::: PASSAGE FOR REVIEW

Based on real-time tracking of calcein AM fluorescence intensity, it was observed that the transition from incisional to excisional biopsy also falls between 2.5-3 Vpk-pk for HeLa, MCF-7 and MEFs cells (FIGS. 28A-28C). However, after incisional biopsies, the average normalized intensity, which is an indication of sampled cytoplasm content, varies with cell types. This can be attributed to the physiological differences between the membranes of different cell types.

Excisional biopsies were performed on HFF cells and the fluorescence intensity of calcein AM was used to monitor membrane permeability (FIGS. 28D-28E). After performing excisional biopsy, calcein AM intensities were observed to drop to levels matching the background intensity of the substrate (inset FIG. 28E). Based on this, it is inferred that all of the cytoplasmic content has been released and the cell is hence no longer viable.

Further description of FIGS. 29A-29C follows. FIGS. 29A-29C show separate extraction of single-cell cytoplasm and nucleus. FIG. 29A shows the target cell before excisional biopsy. Green fluorescence is calcein-AM based representation of intact cells. FIG. 29B shows after excisional biopsy, the cytoplasmic content of the target cell is released and collected by a dedicated aspiration aperture. PI within the culture media stains the nucleus that remains attached to the substrate. FIG. 29C shows the lysed cell with retained nucleus retrieved by physical electrode detachment and hydrodynamic pull. Scale bar is 30 μm. The applied AC electric signal was with 3.5 V, 100 kHz, and 1 s duration.

After excisional biopsy, the cells cytoplasmic content is released to a dedicated aspiration aperture, but the nucleus remains attached to the substrate as indicative of the red PI stain. This suggests applicability of the MMFP for isolating subcellular compartments of single-cells. The electrode can then be used to physically detach the adherent membrane in order to ease nucleus retrieval from the substrate via hydrodynamic pull of an aspiration aperture. Alternatively, the retained nucleus can be subsequently characterized or sampled using other equipment such as the atomic force microscope for nanomechanical characterization.

FIG. 30 shows the recovery and viability of cells covered by the HFC of Trypsin. Cells 1-4 were confined by the HFC (left) and while the retained cells (3 and 4) show partial dissociation due to interaction with trypsin (middle), they begin to spread out again 3 h after incubation (right).

In a confluent culture, the HFC created from a 15 μm radius inlet aperture spanned across multiple cells. As such, other cells within the span of the HFC were partially affected by the dissociating effect of trypsin. However, these cells were observed to remain on the substrate and demonstrated recovery of their original adherent morphology after 3 h.

FIG. 31 shows the mean qPCR amplification curve for linear range plot. Error bars indicate standard deviation from 4 different measurements.

In summary, image recognition models and validated structural mechanics correlations were applied to enhance manipulation precision. The system's 100 utility was validated in performing electropermealization-based molecular transfer into cells in an adherent culture and performed comprehensive characterizations of the process. Accurate spatial control was demonstrated by precisely patterning a targeted cell cluster with an otherwise impermeable dye. Also demonstrated was multiplexed genetic manipulation in tissue-like cultures by transfecting adjacent single-cells with different DNA plasmid vectors. In addition, controllable cytoplasm extraction from living single cells without compromising the integrity of the extracted RNA or affecting cell viability was shown. Subsequent to the transfer of nucleic acids through the cell membrane, the probe's use was validated in facilitating temperature dependent enzymatic dissociation of single cells.

::::::
::: DATA EXTRACTS

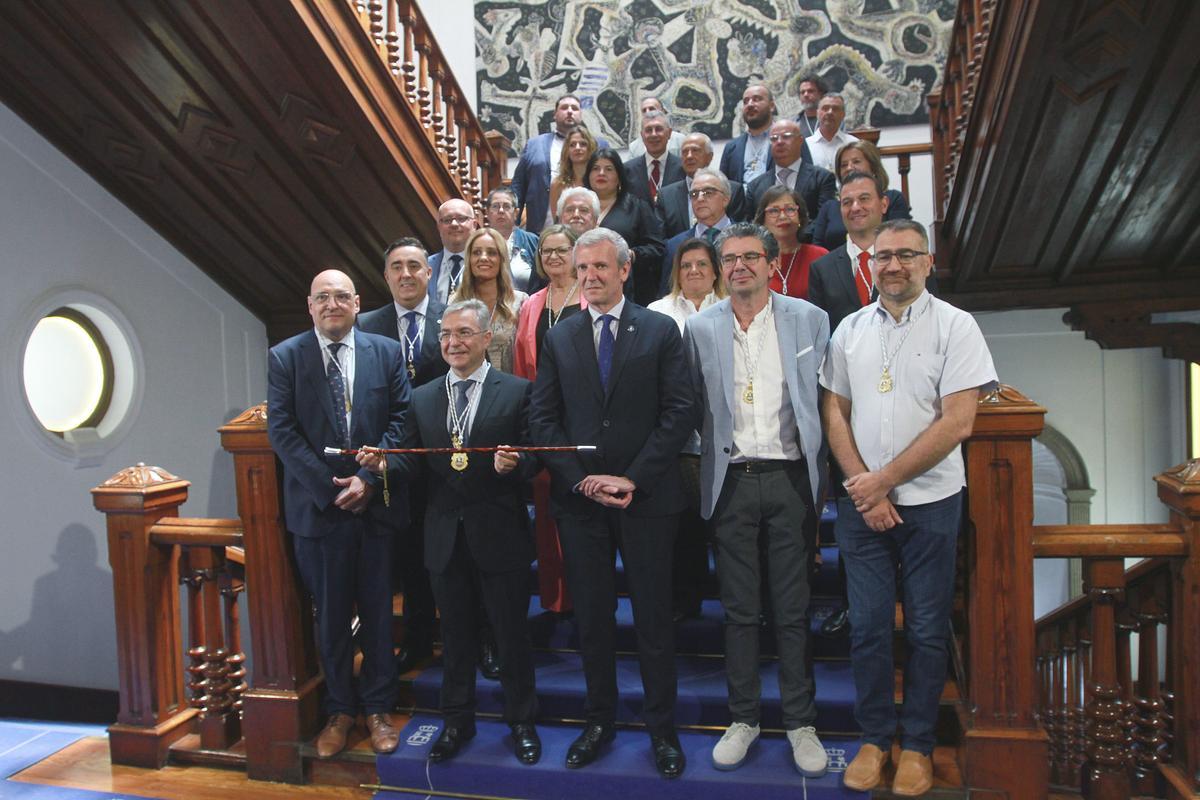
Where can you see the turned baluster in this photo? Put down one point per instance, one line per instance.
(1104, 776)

::::::
::: DATA EXTRACTS

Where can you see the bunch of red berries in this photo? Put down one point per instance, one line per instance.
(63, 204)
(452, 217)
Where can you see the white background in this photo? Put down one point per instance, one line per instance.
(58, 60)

::::::

REQUIRED WORK
**a.** Answer these three questions using the passage on single-cell biopsy, one line each.
(i) Between what voltages does the transition from incisional to excisional biopsy fall for HeLa, MCF-7 and MEFs cells?
(ii) What stains the nucleus that stays attached to the substrate after excisional biopsy?
(iii) How long after incubation did the cells partly affected by trypsin recover their original adherent morphology?
**b.** Extend the passage on single-cell biopsy by writing what comes after its last sentence.

ANSWER LIST
**a.**
(i) 2.5-3 Vpk-pk
(ii) PI within the culture media
(iii) 3 h

**b.**
The multiphysics utility of the resulting probe 400 was demonstrated by transferring varying size exogenous molecules into cells in adherent tissue-like culture via EP. This enabled a comprehensive characterization of the EP-based molecular transfer response of cells in adherent culture. In addition to this, the spatial precision of the probe's electro-fluidic fields by precisely patterning an adherent cell cluster with impermeable dyes while operating in the scanning mode was validated. Furthermore, spatiotemporal genetic manipulation features by transfecting multiple single cells within the same vicinity, with different DNA plasmid vectors, was demonstrated. Also demonstrated was controllable extraction of the cytoplasmic content of single cells, without affecting the integrity of the extracted RNA or cell viability. Finally, with a subtle alteration of the electrical configuration, the probe 400 was used to facilitate heat dependent enzymatic dissociation of whole single cells for a complete omics analysis.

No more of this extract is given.